Directive:
Substitute "shelf audit" for "planogram cross-check" everywhere it occurs in the records below. Write out every line again with nothing else changed.

--- Record excerpts ---

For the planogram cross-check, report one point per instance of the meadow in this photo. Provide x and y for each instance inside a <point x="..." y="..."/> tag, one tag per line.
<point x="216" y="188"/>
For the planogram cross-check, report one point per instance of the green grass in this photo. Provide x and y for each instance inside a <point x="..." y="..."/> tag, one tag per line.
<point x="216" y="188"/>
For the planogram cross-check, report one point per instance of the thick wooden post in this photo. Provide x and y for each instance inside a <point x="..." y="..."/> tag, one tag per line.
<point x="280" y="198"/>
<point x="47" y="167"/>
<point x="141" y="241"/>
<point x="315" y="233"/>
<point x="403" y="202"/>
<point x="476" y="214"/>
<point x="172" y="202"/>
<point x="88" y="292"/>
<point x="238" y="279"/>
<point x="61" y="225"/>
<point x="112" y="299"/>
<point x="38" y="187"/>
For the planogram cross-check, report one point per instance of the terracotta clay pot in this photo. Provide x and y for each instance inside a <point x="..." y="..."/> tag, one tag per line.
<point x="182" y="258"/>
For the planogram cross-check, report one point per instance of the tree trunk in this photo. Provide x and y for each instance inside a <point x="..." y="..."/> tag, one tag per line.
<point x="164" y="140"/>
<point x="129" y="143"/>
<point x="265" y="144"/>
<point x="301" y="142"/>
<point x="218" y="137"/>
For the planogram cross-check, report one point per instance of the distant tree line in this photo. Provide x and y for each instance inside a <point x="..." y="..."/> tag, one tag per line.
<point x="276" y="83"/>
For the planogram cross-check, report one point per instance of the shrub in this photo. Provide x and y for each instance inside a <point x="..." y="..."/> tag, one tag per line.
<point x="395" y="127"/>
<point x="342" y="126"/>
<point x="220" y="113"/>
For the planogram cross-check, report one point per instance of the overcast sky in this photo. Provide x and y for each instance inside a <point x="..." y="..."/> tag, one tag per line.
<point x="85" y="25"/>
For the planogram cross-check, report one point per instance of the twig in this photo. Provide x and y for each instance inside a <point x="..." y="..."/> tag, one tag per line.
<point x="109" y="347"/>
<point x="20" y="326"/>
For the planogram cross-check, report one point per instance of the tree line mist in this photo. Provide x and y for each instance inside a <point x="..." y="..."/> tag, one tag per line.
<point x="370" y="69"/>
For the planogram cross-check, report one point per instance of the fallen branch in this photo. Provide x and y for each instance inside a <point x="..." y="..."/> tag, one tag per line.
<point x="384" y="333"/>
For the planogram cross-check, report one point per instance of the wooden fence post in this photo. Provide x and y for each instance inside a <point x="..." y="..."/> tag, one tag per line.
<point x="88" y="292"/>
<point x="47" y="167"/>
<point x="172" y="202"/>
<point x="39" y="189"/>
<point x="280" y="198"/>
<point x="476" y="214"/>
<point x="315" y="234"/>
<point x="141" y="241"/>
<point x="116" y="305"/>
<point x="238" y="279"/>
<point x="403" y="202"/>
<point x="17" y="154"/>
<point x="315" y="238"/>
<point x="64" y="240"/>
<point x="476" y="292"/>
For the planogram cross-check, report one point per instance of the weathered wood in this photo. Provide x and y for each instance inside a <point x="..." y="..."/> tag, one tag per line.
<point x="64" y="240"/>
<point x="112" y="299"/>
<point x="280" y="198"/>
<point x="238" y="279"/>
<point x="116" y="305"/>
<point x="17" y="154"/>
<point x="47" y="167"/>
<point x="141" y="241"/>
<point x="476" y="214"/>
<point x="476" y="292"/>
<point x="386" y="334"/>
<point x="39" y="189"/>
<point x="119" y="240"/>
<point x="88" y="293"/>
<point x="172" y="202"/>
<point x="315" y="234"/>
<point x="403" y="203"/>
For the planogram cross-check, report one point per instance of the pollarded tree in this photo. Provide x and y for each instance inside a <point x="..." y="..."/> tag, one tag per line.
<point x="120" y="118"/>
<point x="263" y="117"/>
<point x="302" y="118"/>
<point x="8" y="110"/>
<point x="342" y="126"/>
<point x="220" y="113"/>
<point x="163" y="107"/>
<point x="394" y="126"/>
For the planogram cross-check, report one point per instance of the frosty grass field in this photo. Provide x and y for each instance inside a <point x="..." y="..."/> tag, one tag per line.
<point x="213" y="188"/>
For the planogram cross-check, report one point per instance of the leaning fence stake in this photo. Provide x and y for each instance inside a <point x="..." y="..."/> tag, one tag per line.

---

Answer for the task:
For the shelf audit, report one point per instance of the meadow in this photo. Provide x and y for each instance inside a <point x="..." y="..."/> tag, one tag per line.
<point x="216" y="188"/>
For the shelf audit, report one point per instance of the green grass in this photo. Provide x and y for each instance inside a <point x="..." y="..."/> tag, one tag per line.
<point x="216" y="188"/>
For the shelf audit, report one point per instance of the thick wooden post in this photo. Provide x and y for each instance inside a <point x="..." y="..."/> tag, one tag per line.
<point x="280" y="198"/>
<point x="47" y="167"/>
<point x="141" y="241"/>
<point x="315" y="233"/>
<point x="403" y="202"/>
<point x="476" y="214"/>
<point x="172" y="202"/>
<point x="88" y="292"/>
<point x="238" y="279"/>
<point x="61" y="225"/>
<point x="112" y="299"/>
<point x="38" y="187"/>
For the shelf audit, report one point per instance of the terracotta clay pot in this photo. Provide x and y for each instance inside a <point x="..." y="..."/> tag, one tag per line.
<point x="182" y="258"/>
For the shelf audit, report one point per instance of the tree trunk in this photo. Provide x and y for each instance inside a <point x="..." y="..."/> tag, one tag per line.
<point x="164" y="140"/>
<point x="129" y="143"/>
<point x="265" y="144"/>
<point x="301" y="142"/>
<point x="218" y="137"/>
For the shelf audit, report one point per instance of the distant tree line in this photo. Provide x and y for each instance inside a <point x="..." y="..."/> tag, one tag per line.
<point x="276" y="83"/>
For the shelf audit, report one point per instance of the shrub in this photo. Provide x and y for each instance inside a <point x="..." y="..."/> tag, one tag per line.
<point x="395" y="127"/>
<point x="342" y="126"/>
<point x="220" y="113"/>
For the shelf audit, report one point per instance of the overcast sky in this photo. Provide x and y for each instance inside a <point x="..." y="..."/> tag, one tag per line.
<point x="85" y="25"/>
For the shelf audit, report one point per instance of the twig in this photo. Provide x and y for each instance inside a <point x="..." y="..."/> tag, one tag per line.
<point x="109" y="347"/>
<point x="20" y="326"/>
For the shelf audit, report one point per instance of the tree line mist in this photo. Provide x and y for each instance inside a <point x="..." y="..."/> tag, one tag per line.
<point x="370" y="69"/>
For the shelf audit, report one point per instance of the fallen branch in this photo. Provide x and y for each instance inside a <point x="..." y="..."/> tag, one tag per line.
<point x="384" y="333"/>
For the shelf audit, report one point per instance of the wooden fence post in this photo. Provide x and y for each instance inside a <point x="..." y="..."/> tag, one tag per line.
<point x="88" y="292"/>
<point x="47" y="167"/>
<point x="172" y="202"/>
<point x="39" y="189"/>
<point x="280" y="198"/>
<point x="476" y="214"/>
<point x="315" y="234"/>
<point x="141" y="241"/>
<point x="116" y="305"/>
<point x="238" y="279"/>
<point x="403" y="202"/>
<point x="17" y="154"/>
<point x="315" y="238"/>
<point x="64" y="240"/>
<point x="476" y="292"/>
For the shelf audit, report one point per instance of the weathered wood in this photo. Provide x and y for each instance inside a <point x="..." y="..."/> tag, one tag per line.
<point x="64" y="240"/>
<point x="112" y="299"/>
<point x="280" y="198"/>
<point x="238" y="279"/>
<point x="116" y="305"/>
<point x="17" y="154"/>
<point x="47" y="167"/>
<point x="141" y="241"/>
<point x="476" y="214"/>
<point x="476" y="292"/>
<point x="386" y="334"/>
<point x="39" y="189"/>
<point x="119" y="240"/>
<point x="88" y="293"/>
<point x="172" y="202"/>
<point x="315" y="234"/>
<point x="403" y="203"/>
For the shelf audit, report one point per instance of the pollarded tree in this photo. Provide x and y for each instance inside a <point x="..." y="..."/> tag, one tag per line.
<point x="120" y="118"/>
<point x="263" y="117"/>
<point x="302" y="118"/>
<point x="8" y="110"/>
<point x="342" y="126"/>
<point x="220" y="113"/>
<point x="163" y="107"/>
<point x="394" y="126"/>
For the shelf audit, report one point per instance of the frosty grass field in this photo. Provide x and y for each instance inside a <point x="..." y="..."/> tag, one tag per line.
<point x="213" y="188"/>
For the shelf audit, report one point per instance of the leaning fence stake in this photo. Provide x and y for each instance inside a <point x="..." y="..."/> tag, one tag per line.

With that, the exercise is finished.